┌─ Data entries

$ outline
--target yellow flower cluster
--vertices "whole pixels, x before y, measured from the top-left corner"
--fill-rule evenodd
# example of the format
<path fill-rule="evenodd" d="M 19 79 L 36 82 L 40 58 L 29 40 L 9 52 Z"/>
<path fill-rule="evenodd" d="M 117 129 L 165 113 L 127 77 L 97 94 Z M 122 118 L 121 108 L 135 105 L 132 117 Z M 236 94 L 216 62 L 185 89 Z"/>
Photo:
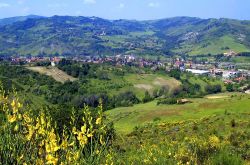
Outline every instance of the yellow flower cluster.
<path fill-rule="evenodd" d="M 86 164 L 88 159 L 93 161 L 93 157 L 98 156 L 96 160 L 100 161 L 107 145 L 102 106 L 98 108 L 95 117 L 85 107 L 83 125 L 79 126 L 72 117 L 72 129 L 64 127 L 60 135 L 55 123 L 45 112 L 41 111 L 37 117 L 33 117 L 17 98 L 9 104 L 7 97 L 0 97 L 5 100 L 2 109 L 6 116 L 4 130 L 0 131 L 5 132 L 9 146 L 4 148 L 4 142 L 0 140 L 0 150 L 7 151 L 10 148 L 10 157 L 16 157 L 18 164 Z M 110 157 L 107 158 L 110 161 Z"/>

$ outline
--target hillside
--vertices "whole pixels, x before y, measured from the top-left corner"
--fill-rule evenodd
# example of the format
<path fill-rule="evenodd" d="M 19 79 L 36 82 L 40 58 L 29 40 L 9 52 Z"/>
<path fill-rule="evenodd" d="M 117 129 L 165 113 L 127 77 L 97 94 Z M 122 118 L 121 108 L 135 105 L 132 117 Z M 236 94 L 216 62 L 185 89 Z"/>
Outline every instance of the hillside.
<path fill-rule="evenodd" d="M 137 126 L 148 123 L 174 122 L 200 119 L 215 114 L 249 112 L 249 95 L 225 93 L 204 98 L 190 99 L 184 105 L 157 105 L 156 101 L 138 104 L 133 107 L 120 107 L 106 112 L 114 121 L 119 133 L 130 133 Z"/>
<path fill-rule="evenodd" d="M 192 17 L 131 21 L 71 16 L 10 20 L 0 20 L 2 56 L 250 51 L 250 21 Z"/>

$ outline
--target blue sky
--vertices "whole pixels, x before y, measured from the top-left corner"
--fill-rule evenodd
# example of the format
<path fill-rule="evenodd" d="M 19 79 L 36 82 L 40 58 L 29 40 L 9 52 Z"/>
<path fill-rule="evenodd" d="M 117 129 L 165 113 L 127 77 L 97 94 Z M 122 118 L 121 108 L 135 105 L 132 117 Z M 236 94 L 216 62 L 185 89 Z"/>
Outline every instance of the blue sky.
<path fill-rule="evenodd" d="M 149 20 L 174 16 L 250 20 L 250 0 L 0 0 L 0 18 L 97 16 Z"/>

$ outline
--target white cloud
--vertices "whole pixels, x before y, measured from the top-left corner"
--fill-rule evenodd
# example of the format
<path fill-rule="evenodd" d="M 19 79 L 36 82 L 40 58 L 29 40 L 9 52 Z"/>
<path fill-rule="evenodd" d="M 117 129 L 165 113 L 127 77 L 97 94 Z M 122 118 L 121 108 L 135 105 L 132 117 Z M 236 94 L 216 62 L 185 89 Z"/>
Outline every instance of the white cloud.
<path fill-rule="evenodd" d="M 125 4 L 124 3 L 120 3 L 119 4 L 119 8 L 123 9 L 125 7 Z"/>
<path fill-rule="evenodd" d="M 85 3 L 85 4 L 96 4 L 96 0 L 84 0 L 83 3 Z"/>
<path fill-rule="evenodd" d="M 19 5 L 22 5 L 22 4 L 25 3 L 25 0 L 18 0 L 17 3 L 18 3 Z"/>
<path fill-rule="evenodd" d="M 8 3 L 1 3 L 0 2 L 0 8 L 10 7 Z"/>
<path fill-rule="evenodd" d="M 28 13 L 30 11 L 30 8 L 29 7 L 24 7 L 23 9 L 22 9 L 22 13 Z"/>
<path fill-rule="evenodd" d="M 160 6 L 160 4 L 158 2 L 150 2 L 148 4 L 148 7 L 159 7 L 159 6 Z"/>
<path fill-rule="evenodd" d="M 67 7 L 68 5 L 66 3 L 53 3 L 48 4 L 49 8 L 61 8 L 61 7 Z"/>

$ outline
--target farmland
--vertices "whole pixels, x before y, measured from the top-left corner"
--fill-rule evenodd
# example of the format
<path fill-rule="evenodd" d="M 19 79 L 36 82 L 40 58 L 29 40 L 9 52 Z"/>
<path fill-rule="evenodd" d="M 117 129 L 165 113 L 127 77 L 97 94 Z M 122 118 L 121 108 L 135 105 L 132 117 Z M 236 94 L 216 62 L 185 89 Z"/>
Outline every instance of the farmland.
<path fill-rule="evenodd" d="M 249 112 L 250 95 L 225 93 L 209 95 L 205 98 L 190 99 L 192 103 L 184 105 L 157 105 L 156 101 L 133 107 L 116 108 L 107 111 L 120 133 L 129 133 L 136 126 L 152 122 L 174 122 L 223 114 Z"/>

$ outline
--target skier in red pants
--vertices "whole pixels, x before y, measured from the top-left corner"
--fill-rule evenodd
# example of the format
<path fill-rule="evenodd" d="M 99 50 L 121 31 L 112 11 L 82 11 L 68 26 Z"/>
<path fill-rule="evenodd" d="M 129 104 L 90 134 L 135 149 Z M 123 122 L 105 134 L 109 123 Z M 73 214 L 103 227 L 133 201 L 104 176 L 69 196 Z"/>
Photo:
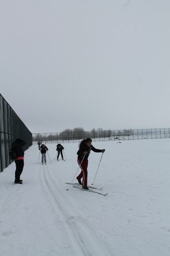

└─

= Do this =
Return each line of the entries above that contains the string "farmland". Matching is case-sensitive.

= Result =
--target farmland
Outline every instance of the farmland.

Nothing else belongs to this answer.